**Written exercise 1:** From the locking nut guide, list every operating condition named in the table that calls for a locking nut.
**Written exercise 2:**
Answer these from the locking nut guide:
(a) In what year did Gerhard Junker carry out his research on vibration loosening of bolted joints?
(b) Under which two standards are nylon insert lock nuts standardized?
(c) How many distinct mechanisms does the locking nut family cover?

**Text:**
Locking nuts are fasteners that resist loosening under vibration, torque, and dynamic loads — using friction inserts, mechanical deformation, or supplemental locking elements to keep threaded joints secure where standard hex nuts would walk loose.
If you’ve ever reassembled a machine only to find a hex nut had worked itself free after a few hundred hours of operation, you already understand why locking nuts exist. Vibration, thermal cycling, dynamic loading — any of these forces can overcome the friction that holds a standard nut in place. Locking nuts eliminate that failure mode by building the retention mechanism into the fastener itself.
This guide covers every major type of locking nut, how to pick the right one for your temperature range, load type, and material constraints, and how to install them correctly the first time.

What Are Locking Nuts?
Locking nuts are a category of threaded fasteners engineered to maintain clamp load and resist self-loosening when the joint is subjected to vibration, shock, or dynamic force. Unlike standard hex nuts that rely solely on the friction between mating threads and the bearing surface, locking nuts employ additional mechanisms — a nylon insert, a distorted thread profile, a pinned collar, or a secondary jam nut — to maintain their position.
How Do Locking Nuts Work?
Standard nuts rely on a concept engineers call the “coefficient of friction” at the thread interface. When vibration cycles are applied perpendicular to the bolt axis (as in an engine block or rotating machinery), those friction forces can be overcome incrementally. Each cycle allows the nut to rotate a fraction of a degree. Over thousands of cycles, the nut loosens completely — a phenomenon first systematically studied by mechanical engineer Gerhard Junker in his 1969 research on vibration loosening of bolted joints, which became the basis for ISO 16130 testing methodology.
Locking nuts interrupt this process in one of three ways:
- Friction locking — an insert (nylon or elastomer) or deformed thread creates interference that resists rotation in both tightening and loosening directions.
- Mechanical locking — a physical element (cotter pin, lock wire, tang) prevents rotation entirely after installation.
- Chemical locking — thread-locking compounds (applied before installation) bond the mating threads, though this is technically separate from the fastener category itself.
When Do You Need a Locking Nut?
Standard nuts are appropriate for static loads with no vibration and no requirement for disassembly. Once any of the following conditions apply, locking nuts become the correct specification:
| Condition | Risk Without Locking Nut | Recommended Approach |
|---|---|---|
| Continuous vibration (motors, engines) | Self-loosening within hours | Prevailing torque nut or nylon insert |
| Thermal cycling (exhaust systems, boilers) | Differential expansion loosens joint | All-metal prevailing torque nut |
| Safety-critical assembly (automotive, aerospace) | Catastrophic joint failure | Castle nut + cotter pin or double-nutting |
| Frequent disassembly required | Loss of torque after each reassembly | Nylon insert (limited reuse) or jam nut |
| High-shock impact loading | Single-event loosening | All-metal nut or jam nut combination |
Types of Locking Nuts
The locking nut family covers five distinct mechanisms, each suited to different operating environments. Understanding which type fits your application is more important than simply specifying “a lock nut.”
Nylon Insert Lock Nuts (Nyloc / DIN 985)
Nylon insert lock nuts — widely sold under the trade name Nyloc, standardized under DIN 985 and ISO 7042 — are the most common locking nut in general manufacturing. A ring of nylon is molded into the top of the nut, and its inner diameter is intentionally smaller than the bolt’s thread diameter.

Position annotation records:
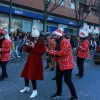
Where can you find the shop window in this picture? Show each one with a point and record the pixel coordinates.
(15, 24)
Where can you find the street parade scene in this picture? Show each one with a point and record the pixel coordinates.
(49, 50)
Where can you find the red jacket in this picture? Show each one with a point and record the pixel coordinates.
(65, 57)
(33, 68)
(5, 50)
(83, 52)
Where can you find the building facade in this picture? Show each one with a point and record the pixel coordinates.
(26, 13)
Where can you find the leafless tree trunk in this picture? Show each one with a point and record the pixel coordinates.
(82, 10)
(49, 6)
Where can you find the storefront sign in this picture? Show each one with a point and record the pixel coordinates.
(19, 12)
(37, 16)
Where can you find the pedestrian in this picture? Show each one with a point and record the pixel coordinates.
(82, 52)
(65, 64)
(33, 69)
(5, 47)
(49, 58)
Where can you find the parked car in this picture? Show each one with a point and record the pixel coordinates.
(96, 56)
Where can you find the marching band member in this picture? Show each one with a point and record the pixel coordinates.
(5, 47)
(65, 63)
(82, 52)
(33, 69)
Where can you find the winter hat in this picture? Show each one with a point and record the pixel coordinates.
(83, 33)
(59, 32)
(2, 32)
(35, 32)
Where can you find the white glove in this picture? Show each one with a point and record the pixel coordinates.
(32, 44)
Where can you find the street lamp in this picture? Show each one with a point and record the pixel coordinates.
(10, 16)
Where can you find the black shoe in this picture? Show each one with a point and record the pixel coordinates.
(73, 98)
(54, 78)
(46, 67)
(56, 95)
(1, 78)
(52, 69)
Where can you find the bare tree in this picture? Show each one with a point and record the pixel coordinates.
(82, 9)
(49, 7)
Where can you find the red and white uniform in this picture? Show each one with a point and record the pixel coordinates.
(83, 52)
(33, 69)
(5, 50)
(65, 57)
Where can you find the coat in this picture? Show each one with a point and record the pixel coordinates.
(65, 58)
(83, 52)
(33, 69)
(5, 50)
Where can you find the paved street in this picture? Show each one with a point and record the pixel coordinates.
(88, 88)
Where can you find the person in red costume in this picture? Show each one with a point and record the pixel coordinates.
(5, 47)
(64, 63)
(82, 52)
(33, 69)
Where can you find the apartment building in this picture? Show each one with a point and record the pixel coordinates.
(26, 13)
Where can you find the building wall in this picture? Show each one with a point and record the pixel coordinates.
(64, 11)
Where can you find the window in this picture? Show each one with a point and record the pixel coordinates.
(72, 5)
(63, 3)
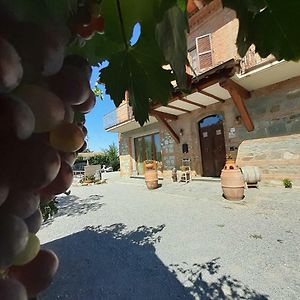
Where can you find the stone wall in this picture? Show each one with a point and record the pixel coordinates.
(275, 111)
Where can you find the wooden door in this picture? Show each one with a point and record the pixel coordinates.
(146, 148)
(212, 149)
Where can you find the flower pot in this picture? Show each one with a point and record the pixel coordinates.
(252, 175)
(149, 166)
(232, 182)
(151, 179)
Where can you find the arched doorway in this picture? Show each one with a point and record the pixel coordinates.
(212, 144)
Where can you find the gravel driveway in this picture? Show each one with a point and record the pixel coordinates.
(182, 241)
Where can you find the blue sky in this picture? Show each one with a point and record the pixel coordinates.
(98, 138)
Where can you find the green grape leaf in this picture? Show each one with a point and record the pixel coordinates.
(271, 25)
(171, 37)
(182, 5)
(97, 49)
(139, 71)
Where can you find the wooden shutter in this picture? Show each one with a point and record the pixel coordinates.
(204, 50)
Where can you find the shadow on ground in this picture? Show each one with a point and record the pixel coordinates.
(72, 206)
(113, 263)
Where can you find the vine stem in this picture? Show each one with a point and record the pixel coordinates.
(122, 24)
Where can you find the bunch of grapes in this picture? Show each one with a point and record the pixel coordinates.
(41, 89)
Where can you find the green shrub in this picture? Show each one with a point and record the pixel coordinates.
(287, 183)
(49, 209)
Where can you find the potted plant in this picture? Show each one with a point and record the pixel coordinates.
(151, 176)
(288, 184)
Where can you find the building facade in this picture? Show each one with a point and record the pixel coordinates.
(233, 101)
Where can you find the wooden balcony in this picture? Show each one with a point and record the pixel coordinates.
(118, 116)
(252, 60)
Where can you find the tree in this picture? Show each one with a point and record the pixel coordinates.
(34, 38)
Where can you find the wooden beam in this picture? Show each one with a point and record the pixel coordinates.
(238, 95)
(228, 83)
(169, 128)
(211, 96)
(191, 102)
(163, 115)
(178, 108)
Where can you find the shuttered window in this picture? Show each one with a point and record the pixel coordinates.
(203, 44)
(193, 59)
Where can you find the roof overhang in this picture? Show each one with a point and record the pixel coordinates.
(205, 90)
(268, 74)
(129, 125)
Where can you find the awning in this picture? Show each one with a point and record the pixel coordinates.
(213, 86)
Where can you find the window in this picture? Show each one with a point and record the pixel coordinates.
(203, 44)
(193, 59)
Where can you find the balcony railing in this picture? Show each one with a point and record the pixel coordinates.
(118, 116)
(252, 60)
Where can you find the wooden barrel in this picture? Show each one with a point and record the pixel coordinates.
(232, 182)
(151, 179)
(252, 175)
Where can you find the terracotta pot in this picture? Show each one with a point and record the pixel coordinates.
(252, 175)
(149, 166)
(232, 182)
(151, 179)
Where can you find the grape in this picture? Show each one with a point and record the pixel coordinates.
(13, 238)
(21, 203)
(11, 70)
(66, 137)
(47, 108)
(62, 181)
(86, 106)
(79, 62)
(4, 190)
(84, 130)
(68, 157)
(29, 253)
(39, 164)
(37, 274)
(16, 118)
(11, 289)
(34, 221)
(71, 85)
(44, 53)
(69, 114)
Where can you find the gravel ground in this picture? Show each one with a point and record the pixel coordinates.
(182, 241)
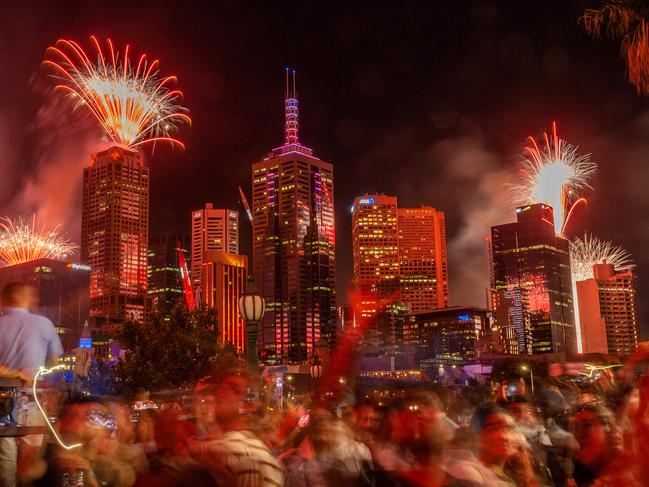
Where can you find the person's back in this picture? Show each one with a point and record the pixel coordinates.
(27, 341)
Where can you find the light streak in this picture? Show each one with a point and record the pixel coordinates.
(132, 101)
(44, 371)
(594, 368)
(554, 174)
(23, 242)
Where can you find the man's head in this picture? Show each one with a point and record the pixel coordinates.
(19, 295)
(226, 398)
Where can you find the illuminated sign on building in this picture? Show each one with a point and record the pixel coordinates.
(78, 267)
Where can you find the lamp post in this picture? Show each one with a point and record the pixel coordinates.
(525, 368)
(251, 309)
(316, 368)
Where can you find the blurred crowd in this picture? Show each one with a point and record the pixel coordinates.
(593, 433)
(228, 430)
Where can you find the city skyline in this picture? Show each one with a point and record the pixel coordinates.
(397, 148)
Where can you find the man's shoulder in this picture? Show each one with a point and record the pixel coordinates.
(237, 443)
(41, 321)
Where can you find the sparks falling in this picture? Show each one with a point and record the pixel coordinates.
(21, 242)
(554, 174)
(587, 251)
(134, 104)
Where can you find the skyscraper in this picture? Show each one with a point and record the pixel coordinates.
(213, 229)
(114, 234)
(293, 245)
(423, 269)
(531, 269)
(399, 254)
(399, 257)
(445, 336)
(223, 281)
(375, 247)
(164, 277)
(608, 311)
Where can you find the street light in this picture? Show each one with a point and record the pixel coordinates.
(251, 309)
(525, 368)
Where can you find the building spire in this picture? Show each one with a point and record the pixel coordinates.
(291, 110)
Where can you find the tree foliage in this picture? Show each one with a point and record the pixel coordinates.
(169, 354)
(627, 20)
(102, 379)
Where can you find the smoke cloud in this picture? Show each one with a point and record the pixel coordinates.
(57, 147)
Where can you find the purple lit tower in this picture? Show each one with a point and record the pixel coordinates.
(293, 245)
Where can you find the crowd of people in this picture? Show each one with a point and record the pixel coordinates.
(565, 433)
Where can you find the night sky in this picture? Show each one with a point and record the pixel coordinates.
(427, 102)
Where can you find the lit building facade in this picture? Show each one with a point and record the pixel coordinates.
(164, 277)
(608, 311)
(62, 292)
(114, 234)
(423, 267)
(223, 281)
(375, 248)
(446, 336)
(294, 246)
(215, 230)
(400, 264)
(531, 274)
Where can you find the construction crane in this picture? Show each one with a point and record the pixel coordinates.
(187, 283)
(245, 204)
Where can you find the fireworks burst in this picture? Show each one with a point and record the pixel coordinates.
(589, 250)
(555, 175)
(133, 103)
(23, 242)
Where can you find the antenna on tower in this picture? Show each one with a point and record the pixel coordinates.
(286, 92)
(291, 111)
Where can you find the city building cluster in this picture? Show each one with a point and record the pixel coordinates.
(534, 304)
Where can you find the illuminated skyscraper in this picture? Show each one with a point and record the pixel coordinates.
(423, 269)
(223, 281)
(375, 247)
(164, 278)
(114, 234)
(608, 311)
(400, 264)
(293, 245)
(531, 269)
(399, 254)
(213, 229)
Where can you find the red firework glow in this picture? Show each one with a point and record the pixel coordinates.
(133, 103)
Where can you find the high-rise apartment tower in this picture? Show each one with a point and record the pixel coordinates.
(114, 234)
(213, 230)
(293, 245)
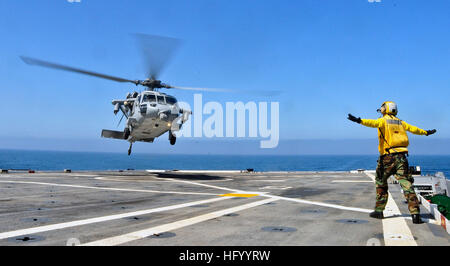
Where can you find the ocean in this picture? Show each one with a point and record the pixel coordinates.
(58, 160)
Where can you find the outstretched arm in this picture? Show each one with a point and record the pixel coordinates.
(366, 122)
(416, 130)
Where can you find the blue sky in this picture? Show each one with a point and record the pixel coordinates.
(328, 57)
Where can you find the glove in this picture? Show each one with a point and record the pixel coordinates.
(431, 132)
(354, 119)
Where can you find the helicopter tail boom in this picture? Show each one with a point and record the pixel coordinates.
(113, 134)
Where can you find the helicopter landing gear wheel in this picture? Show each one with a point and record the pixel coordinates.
(172, 138)
(126, 133)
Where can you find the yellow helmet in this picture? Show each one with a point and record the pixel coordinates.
(389, 108)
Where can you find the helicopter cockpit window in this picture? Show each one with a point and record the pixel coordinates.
(161, 100)
(171, 100)
(149, 98)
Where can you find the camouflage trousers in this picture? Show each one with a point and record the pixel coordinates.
(395, 164)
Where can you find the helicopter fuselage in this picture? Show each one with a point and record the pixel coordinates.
(149, 114)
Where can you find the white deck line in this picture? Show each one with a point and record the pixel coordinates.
(58, 226)
(107, 188)
(395, 229)
(117, 240)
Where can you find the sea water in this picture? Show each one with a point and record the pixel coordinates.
(57, 160)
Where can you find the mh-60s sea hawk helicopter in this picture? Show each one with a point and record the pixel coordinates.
(149, 113)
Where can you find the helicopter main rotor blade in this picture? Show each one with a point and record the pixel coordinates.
(200, 89)
(33, 61)
(157, 52)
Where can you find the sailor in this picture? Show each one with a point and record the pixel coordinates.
(393, 143)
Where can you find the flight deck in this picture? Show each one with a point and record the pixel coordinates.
(204, 208)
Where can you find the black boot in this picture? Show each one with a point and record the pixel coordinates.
(377, 215)
(416, 219)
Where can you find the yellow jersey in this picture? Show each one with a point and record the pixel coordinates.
(392, 133)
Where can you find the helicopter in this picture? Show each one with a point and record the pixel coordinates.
(149, 113)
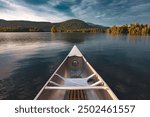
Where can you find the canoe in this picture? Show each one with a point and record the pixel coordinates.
(75, 79)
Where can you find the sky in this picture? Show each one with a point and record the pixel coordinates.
(102, 12)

**Task response 1:**
Continuous vibration (motors, engines)
Thermal cycling (exhaust systems, boilers)
Safety-critical assembly (automotive, aerospace)
Frequent disassembly required
High-shock impact loading

**Task response 2:**
(a) 1969
(b) DIN 985 and ISO 7042
(c) Five